§ The request
In the records below, copy out word for word the lines that begin at the one containing "Tag the terex" and end after the one containing "[(200, 243)]". Leave the pictures out of your copy.

§ Supplied material
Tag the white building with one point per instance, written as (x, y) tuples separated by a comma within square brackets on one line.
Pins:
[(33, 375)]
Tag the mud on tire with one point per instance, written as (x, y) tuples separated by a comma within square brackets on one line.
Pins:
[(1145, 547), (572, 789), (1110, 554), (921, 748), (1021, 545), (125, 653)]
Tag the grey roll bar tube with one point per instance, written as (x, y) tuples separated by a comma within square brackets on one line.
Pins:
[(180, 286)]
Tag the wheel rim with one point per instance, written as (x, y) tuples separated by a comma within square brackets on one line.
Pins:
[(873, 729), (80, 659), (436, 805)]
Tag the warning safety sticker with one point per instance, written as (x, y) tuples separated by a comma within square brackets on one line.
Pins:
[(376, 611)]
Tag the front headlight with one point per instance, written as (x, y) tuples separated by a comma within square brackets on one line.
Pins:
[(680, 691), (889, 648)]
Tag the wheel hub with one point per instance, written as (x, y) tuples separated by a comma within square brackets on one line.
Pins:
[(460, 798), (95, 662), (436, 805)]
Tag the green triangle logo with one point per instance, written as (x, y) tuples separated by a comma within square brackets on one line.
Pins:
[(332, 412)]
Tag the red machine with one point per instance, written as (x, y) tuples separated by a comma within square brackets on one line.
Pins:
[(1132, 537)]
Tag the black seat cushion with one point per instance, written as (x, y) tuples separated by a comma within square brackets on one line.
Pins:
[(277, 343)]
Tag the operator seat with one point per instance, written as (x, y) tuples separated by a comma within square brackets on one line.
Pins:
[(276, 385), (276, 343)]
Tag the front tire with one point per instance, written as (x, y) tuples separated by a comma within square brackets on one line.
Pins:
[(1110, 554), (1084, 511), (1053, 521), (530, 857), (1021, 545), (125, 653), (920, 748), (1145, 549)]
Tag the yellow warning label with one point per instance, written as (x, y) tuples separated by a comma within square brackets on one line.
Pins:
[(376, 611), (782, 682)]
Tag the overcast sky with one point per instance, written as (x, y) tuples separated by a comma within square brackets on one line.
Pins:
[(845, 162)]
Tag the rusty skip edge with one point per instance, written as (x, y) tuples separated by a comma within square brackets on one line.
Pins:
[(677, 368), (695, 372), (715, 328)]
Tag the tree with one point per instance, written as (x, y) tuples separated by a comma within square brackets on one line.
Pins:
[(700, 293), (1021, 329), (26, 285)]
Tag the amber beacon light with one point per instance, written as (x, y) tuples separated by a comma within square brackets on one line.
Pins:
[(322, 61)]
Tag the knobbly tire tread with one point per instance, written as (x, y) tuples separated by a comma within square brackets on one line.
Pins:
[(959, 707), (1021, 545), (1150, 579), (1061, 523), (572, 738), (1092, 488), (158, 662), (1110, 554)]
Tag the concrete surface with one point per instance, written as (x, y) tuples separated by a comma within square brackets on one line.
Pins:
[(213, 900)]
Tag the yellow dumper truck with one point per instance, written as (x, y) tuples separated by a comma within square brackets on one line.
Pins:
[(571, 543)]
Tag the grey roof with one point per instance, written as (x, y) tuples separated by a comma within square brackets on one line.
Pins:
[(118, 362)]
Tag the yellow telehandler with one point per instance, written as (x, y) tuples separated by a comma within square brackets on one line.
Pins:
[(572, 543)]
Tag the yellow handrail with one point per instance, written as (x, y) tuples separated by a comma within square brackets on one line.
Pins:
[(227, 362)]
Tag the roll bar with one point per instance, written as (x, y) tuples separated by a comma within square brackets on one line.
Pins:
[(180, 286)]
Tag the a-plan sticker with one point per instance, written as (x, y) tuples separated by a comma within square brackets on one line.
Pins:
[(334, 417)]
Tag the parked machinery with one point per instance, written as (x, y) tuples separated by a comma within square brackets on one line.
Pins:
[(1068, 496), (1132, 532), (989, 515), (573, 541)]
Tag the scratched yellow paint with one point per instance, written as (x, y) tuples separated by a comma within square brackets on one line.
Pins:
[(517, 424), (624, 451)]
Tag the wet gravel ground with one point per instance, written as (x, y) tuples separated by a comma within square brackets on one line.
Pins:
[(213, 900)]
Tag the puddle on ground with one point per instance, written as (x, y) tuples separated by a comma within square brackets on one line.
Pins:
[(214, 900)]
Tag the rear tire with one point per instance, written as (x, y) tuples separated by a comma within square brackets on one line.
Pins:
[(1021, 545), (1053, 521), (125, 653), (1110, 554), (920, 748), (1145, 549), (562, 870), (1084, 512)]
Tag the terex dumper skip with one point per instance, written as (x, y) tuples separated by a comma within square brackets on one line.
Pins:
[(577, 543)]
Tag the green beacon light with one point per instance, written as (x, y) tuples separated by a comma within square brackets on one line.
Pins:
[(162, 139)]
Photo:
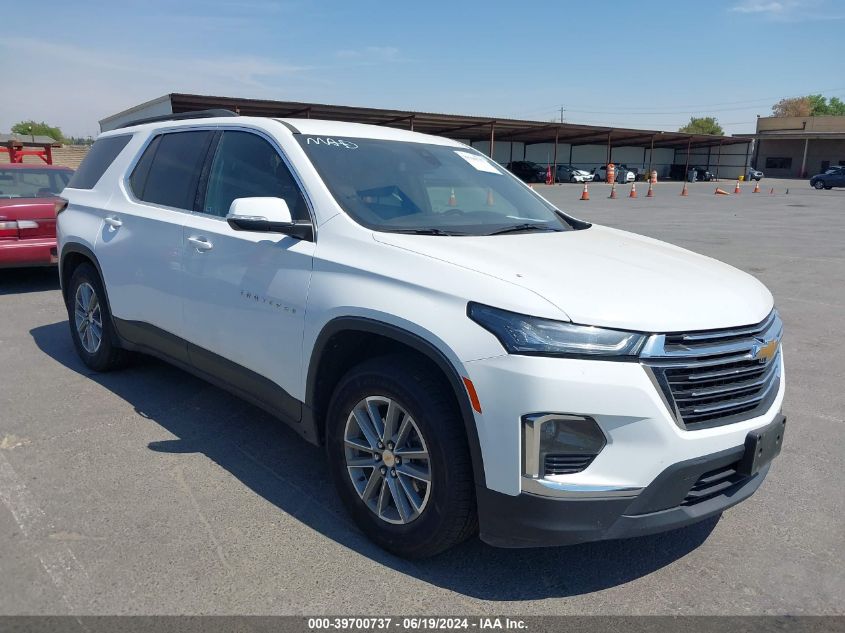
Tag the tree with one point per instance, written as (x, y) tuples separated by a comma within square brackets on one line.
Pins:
[(811, 105), (820, 106), (792, 106), (26, 128), (703, 125)]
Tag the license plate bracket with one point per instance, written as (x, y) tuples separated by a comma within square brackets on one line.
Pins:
[(762, 446)]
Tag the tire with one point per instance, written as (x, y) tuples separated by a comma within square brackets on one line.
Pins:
[(90, 322), (446, 504)]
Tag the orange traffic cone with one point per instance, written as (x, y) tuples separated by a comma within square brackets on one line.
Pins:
[(585, 195)]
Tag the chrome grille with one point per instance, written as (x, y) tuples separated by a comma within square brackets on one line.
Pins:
[(717, 377)]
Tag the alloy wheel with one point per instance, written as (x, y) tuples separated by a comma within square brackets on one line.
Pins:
[(88, 318), (387, 459)]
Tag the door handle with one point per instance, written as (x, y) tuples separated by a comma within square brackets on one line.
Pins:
[(200, 243)]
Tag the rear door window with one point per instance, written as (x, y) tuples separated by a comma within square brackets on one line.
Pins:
[(245, 165), (95, 164), (169, 170)]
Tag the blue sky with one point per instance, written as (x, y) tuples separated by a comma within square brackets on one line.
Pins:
[(634, 64)]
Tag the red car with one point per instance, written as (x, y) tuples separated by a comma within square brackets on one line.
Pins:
[(28, 203)]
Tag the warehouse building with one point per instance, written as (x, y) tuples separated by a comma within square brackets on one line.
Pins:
[(798, 147), (504, 139)]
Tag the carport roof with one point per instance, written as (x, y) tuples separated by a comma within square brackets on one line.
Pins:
[(473, 128)]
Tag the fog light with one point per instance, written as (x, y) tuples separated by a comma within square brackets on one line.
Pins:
[(559, 444)]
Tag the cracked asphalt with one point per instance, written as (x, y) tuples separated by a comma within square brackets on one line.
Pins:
[(148, 491)]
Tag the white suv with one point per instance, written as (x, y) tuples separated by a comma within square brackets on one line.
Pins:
[(472, 358)]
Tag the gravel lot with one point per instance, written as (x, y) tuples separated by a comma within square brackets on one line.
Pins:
[(151, 492)]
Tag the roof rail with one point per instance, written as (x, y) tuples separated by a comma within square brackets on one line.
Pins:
[(196, 114)]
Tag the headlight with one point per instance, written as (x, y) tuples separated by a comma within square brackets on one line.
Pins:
[(521, 334)]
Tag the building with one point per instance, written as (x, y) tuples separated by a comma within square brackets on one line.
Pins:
[(504, 139), (798, 147)]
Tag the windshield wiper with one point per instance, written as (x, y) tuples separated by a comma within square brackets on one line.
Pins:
[(427, 231), (524, 227)]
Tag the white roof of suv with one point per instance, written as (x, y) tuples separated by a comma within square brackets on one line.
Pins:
[(315, 127)]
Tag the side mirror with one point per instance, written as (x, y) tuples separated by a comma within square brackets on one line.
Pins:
[(267, 215)]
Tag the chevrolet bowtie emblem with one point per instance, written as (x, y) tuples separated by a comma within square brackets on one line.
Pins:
[(764, 351)]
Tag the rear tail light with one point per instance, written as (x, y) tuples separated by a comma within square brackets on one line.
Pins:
[(8, 229)]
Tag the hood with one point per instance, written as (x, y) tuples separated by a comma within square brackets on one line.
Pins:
[(605, 277)]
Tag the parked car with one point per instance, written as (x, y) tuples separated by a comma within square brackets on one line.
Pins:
[(833, 177), (623, 175), (398, 299), (28, 199), (568, 173), (624, 168), (528, 171), (702, 174)]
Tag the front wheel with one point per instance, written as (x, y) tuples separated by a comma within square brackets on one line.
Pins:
[(399, 457)]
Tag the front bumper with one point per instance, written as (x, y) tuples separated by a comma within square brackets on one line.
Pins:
[(676, 498), (29, 252)]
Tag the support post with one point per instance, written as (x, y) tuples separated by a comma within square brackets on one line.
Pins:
[(719, 160), (804, 159), (745, 164), (651, 157)]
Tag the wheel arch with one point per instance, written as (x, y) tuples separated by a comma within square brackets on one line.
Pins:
[(72, 255), (338, 348)]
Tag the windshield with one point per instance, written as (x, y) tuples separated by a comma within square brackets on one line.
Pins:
[(399, 186), (32, 183)]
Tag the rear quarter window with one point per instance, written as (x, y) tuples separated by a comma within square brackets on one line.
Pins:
[(95, 164), (169, 170)]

§ Exercise output
Tag the terex dumper skip with one point per instance, written as (x, y) tuples separated by a comma within square brackets on one line.
Pins:
[(577, 543)]
Tag the green beacon light with one point per instance, written as (x, y) tuples separated by a comma within square brackets on one line.
Pins:
[(162, 139)]
Photo:
Tag the tree with one point per instance, written as (x, y) tuples separated by a comma within square brackets on one line.
Pins:
[(811, 105), (820, 106), (792, 106), (26, 128), (703, 125)]
Tag the license plate bracket with one point per instance, written as (x, y) tuples separated by a comma within square brackets on one line.
Pins:
[(762, 446)]
Tag the tire with one point per instance, written as (x, y) tuples separated by a comma within square brackets on one line.
Pins:
[(90, 322), (446, 504)]
Tag the orange traffic cone with one point per instance, written as (x, y) tuples separated by a comma within square brackets on one line.
Pins:
[(585, 195)]
Tag the chrome grille with one point per instance, written as (x, y) tuples separated by a comma within square brackets on one line.
Pins:
[(717, 377)]
Tag the alloy wheel with one point per instance, written as (x, y) tuples separated by a comma within square brackets on one line.
Pins:
[(88, 318), (387, 459)]
Tag the door handle with one point per instance, written as (x, y) tuples separated by a comma within square brackets on one line.
Pins:
[(200, 243)]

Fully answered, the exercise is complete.